=== Information provided ===

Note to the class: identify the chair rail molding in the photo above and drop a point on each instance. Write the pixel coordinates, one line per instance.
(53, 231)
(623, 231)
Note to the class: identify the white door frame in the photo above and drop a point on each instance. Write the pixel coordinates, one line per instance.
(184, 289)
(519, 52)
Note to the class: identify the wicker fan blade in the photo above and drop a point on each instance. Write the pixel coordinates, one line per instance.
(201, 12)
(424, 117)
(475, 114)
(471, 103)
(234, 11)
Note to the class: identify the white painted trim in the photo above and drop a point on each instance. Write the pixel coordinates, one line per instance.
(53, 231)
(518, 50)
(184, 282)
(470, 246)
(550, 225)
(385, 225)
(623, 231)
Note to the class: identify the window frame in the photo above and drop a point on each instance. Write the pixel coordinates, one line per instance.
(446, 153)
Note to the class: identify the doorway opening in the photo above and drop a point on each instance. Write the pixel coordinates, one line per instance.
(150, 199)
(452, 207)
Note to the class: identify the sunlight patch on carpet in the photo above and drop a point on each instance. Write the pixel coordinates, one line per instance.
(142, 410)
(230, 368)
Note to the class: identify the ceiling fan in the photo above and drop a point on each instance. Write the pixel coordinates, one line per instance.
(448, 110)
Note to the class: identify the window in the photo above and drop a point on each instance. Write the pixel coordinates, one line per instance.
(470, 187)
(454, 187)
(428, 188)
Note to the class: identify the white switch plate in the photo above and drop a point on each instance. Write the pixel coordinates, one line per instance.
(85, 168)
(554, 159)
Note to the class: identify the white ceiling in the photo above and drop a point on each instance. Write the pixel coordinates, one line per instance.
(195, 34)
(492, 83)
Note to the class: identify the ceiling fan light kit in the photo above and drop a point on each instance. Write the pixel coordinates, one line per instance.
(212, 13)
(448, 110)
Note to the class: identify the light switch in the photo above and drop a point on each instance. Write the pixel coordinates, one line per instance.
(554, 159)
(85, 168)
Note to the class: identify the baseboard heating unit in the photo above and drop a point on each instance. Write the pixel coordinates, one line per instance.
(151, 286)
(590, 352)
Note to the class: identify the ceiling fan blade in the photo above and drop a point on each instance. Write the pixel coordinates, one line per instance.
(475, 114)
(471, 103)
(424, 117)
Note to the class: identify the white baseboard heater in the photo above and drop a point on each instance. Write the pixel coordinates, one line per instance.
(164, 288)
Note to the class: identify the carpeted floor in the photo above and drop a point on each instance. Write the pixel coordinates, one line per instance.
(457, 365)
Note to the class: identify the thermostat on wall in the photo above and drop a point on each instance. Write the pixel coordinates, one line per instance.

===

Exercise requirements — Output each record precisely as given.

Written answer —
Note to the class: identify the chair rail molding in the photo above and drop a point on each instance. Write the pixel coordinates, one line per instance.
(53, 231)
(623, 231)
Note to the class: identify the white door frame in the photo above and drop a point on each instance. Write the pixel coordinates, one line per instance.
(184, 289)
(519, 52)
Note to the class: identify the wicker fan blade in the photo above and drop a point on each instance. Write the pixel coordinates, one line per instance.
(201, 12)
(424, 117)
(475, 114)
(471, 103)
(234, 11)
Note to the class: identify the white painted trim in the photo above and drop a point on each instance. Write the pixel coordinates, one line per instance.
(53, 231)
(518, 50)
(184, 282)
(470, 246)
(550, 225)
(385, 225)
(623, 231)
Note to the class: identify the window frame in the photo above and drop a point on each instance. Write the pixel coordinates, one line per instance.
(446, 153)
Note to the class: identify the doorway opening in the photo above and drop a point on each instance. Write the pixel coordinates, one line per instance.
(150, 199)
(452, 207)
Note to the class: identify the sunlight patch on carpet in the photo above and drop a point on each instance. Write the pixel coordinates, one line per instance.
(142, 410)
(230, 368)
Note to the class: identify the ceiling fan in the photo above and drop a point on each instance. Write the pixel coordinates, one line per instance.
(448, 110)
Note to the class: identify the window in the photo above and drop a point on each instance. Write the pixel coordinates, one line per instance.
(470, 187)
(454, 187)
(428, 188)
Note to the class: identify the white switch plate in the photo above and drop a point on each instance. Write the pixel coordinates, one line per instance.
(85, 168)
(554, 159)
Note to the class: identify the white ceiling in the photo above and drop a point on each instance. Write the pixel coordinates, one line per instance.
(195, 34)
(492, 83)
Note to the class: identify the ceiling fan light kit in the photo above and drop a point on each instance. Write the pixel coordinates, one line per instance.
(212, 13)
(448, 110)
Note to the class: identify the light switch in the photo above and drop a point on each instance. Write the pixel coordinates, one line per instance.
(554, 159)
(85, 168)
Note to the class: identify the baseboard heating unit in the photo above and drop a point on each instance. Write the pixel coordinates, one line per instance.
(151, 286)
(590, 352)
Note to the class: identify the ceiling fan blade in the photo above and drop a point on each instance. Write the pixel coordinates, one line per instance.
(475, 114)
(471, 103)
(424, 117)
Note to the class: identify the white baseboard heater in the photo above and drop a point on each instance. Write the pixel coordinates, one line per instance.
(164, 288)
Note to the class: identify the carpeted floor in the photo above and drop a point on each instance. Write the pixel coordinates, one line per instance.
(457, 365)
Note to the class: identify the thermostat on wall in the photo above and drop a point on each instance. Write the pixel coordinates, one line per instance.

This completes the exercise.